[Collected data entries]
##############################
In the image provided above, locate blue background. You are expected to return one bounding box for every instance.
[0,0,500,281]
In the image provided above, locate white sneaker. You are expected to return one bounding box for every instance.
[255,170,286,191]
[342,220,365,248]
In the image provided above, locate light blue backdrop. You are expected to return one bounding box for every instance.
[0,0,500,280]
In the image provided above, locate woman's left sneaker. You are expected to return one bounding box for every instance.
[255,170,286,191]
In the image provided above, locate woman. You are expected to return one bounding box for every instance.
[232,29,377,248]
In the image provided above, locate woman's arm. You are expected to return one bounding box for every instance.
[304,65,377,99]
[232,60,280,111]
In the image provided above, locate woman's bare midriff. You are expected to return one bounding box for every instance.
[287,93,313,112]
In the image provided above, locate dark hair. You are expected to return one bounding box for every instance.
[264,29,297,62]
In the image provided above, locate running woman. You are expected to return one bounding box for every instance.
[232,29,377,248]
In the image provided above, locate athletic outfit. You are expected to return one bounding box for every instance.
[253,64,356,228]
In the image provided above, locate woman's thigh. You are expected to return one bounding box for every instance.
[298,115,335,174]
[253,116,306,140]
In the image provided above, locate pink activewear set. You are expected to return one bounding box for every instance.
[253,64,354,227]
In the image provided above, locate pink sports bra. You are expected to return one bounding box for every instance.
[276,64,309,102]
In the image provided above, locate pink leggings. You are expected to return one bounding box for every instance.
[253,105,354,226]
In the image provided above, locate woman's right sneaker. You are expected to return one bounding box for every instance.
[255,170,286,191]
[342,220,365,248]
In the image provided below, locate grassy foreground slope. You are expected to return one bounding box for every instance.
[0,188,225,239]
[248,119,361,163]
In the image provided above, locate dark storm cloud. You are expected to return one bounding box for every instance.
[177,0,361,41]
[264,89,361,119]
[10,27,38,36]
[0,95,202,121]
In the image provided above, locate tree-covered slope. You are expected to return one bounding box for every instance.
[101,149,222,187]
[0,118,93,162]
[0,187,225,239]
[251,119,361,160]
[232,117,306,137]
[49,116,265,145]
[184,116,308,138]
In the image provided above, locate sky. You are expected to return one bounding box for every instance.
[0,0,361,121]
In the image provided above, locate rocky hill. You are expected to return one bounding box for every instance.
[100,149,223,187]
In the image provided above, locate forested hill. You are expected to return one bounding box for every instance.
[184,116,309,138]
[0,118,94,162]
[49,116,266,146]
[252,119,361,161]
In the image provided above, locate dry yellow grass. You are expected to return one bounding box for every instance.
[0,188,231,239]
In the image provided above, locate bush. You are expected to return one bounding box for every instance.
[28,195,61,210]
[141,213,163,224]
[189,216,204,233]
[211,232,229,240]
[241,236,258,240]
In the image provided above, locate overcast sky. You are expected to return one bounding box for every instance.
##############################
#### [EXERCISE BRIEF]
Reproduce every line of the data above verbatim, without any alteration.

#### [FINISHED TASK]
In the image provided above, locate blue background. You are expected to return one bounding box for every instance.
[0,0,500,281]
In the image provided above, locate white sneaker. You are expected to return one bounding box for every instance.
[255,170,286,191]
[342,220,365,248]
In the image provided above, locate light blue backdrop. You are expected to return one bounding box for every instance.
[0,0,500,280]
In the image provided above, locate woman's left sneaker. You are expected to return one bounding box for every instance.
[255,170,286,191]
In the image provided above, locate woman. You are expected to return one bounding box for every instance.
[232,29,377,248]
In the image provided above, locate woman's arm. You are expected to return one bounding box for every instance.
[304,65,377,99]
[232,60,280,111]
In the image provided above, locate woman's bare midriff. You are expected to return one bounding box for every instance.
[287,93,313,112]
In the image provided above, locate dark hair. You are expected to return one bounding box for every instance.
[264,29,297,62]
In the image provided above, locate running woman. You are expected to return one bounding box for every instance.
[232,29,377,248]
In the image provided above, locate athletic outfit. You are expected to return one bounding box for every instance.
[253,64,356,228]
In the image provided above, locate woman's thigh. You are expected to return one bounding box for every instance.
[298,115,335,174]
[253,116,306,140]
In the image provided above, locate pink activewear set. You are expected to return one bounding box for every instance.
[253,64,354,227]
In the image provided above, locate pink sports bra. You are expected to return one bounding box for every instance.
[276,64,309,102]
In the image provided above, locate pink leggings. You are expected to return one bounding box for every instance.
[253,105,354,226]
In the image provided above, locate woman's right sneaker. You are expected to return one bounding box for every instance.
[255,170,286,191]
[342,220,365,248]
In the image provided below, locate grassy foreground slope. You are expected to return one bounding box for every instance.
[0,188,225,239]
[248,119,361,163]
In the image provided above, locate dark storm cloud. You are expected to return one bounding box for every instance.
[177,0,361,41]
[264,89,361,119]
[10,27,38,36]
[0,95,202,121]
In the image provided above, locate tree-covered slope. You are expected to return one bounding box for every instance.
[101,149,222,187]
[0,118,93,162]
[0,187,225,239]
[251,119,361,160]
[232,117,306,137]
[49,116,265,145]
[184,116,308,138]
In the image provided above, locate sky. You are expected to return one bounding box for every instance.
[0,0,361,121]
In the image provided above, locate rocky hill. You are expected to return one bounding box for every instance.
[100,149,223,187]
In the image provided above, locate forested hill. You are expected to return one bounding box for every instance.
[184,116,309,138]
[0,118,94,162]
[49,116,266,146]
[252,119,361,161]
In the image provided above, locate dry yellow grass. You are expected to return one bounding box for every instance.
[0,188,231,239]
In the image provided above, locate bush. You are expected to return one bounding box for every instance.
[28,195,61,210]
[141,213,163,224]
[189,216,204,233]
[211,232,229,240]
[241,236,258,240]
In the image provided above, locate overcast sky. You are expected to return one bounding box for every instance.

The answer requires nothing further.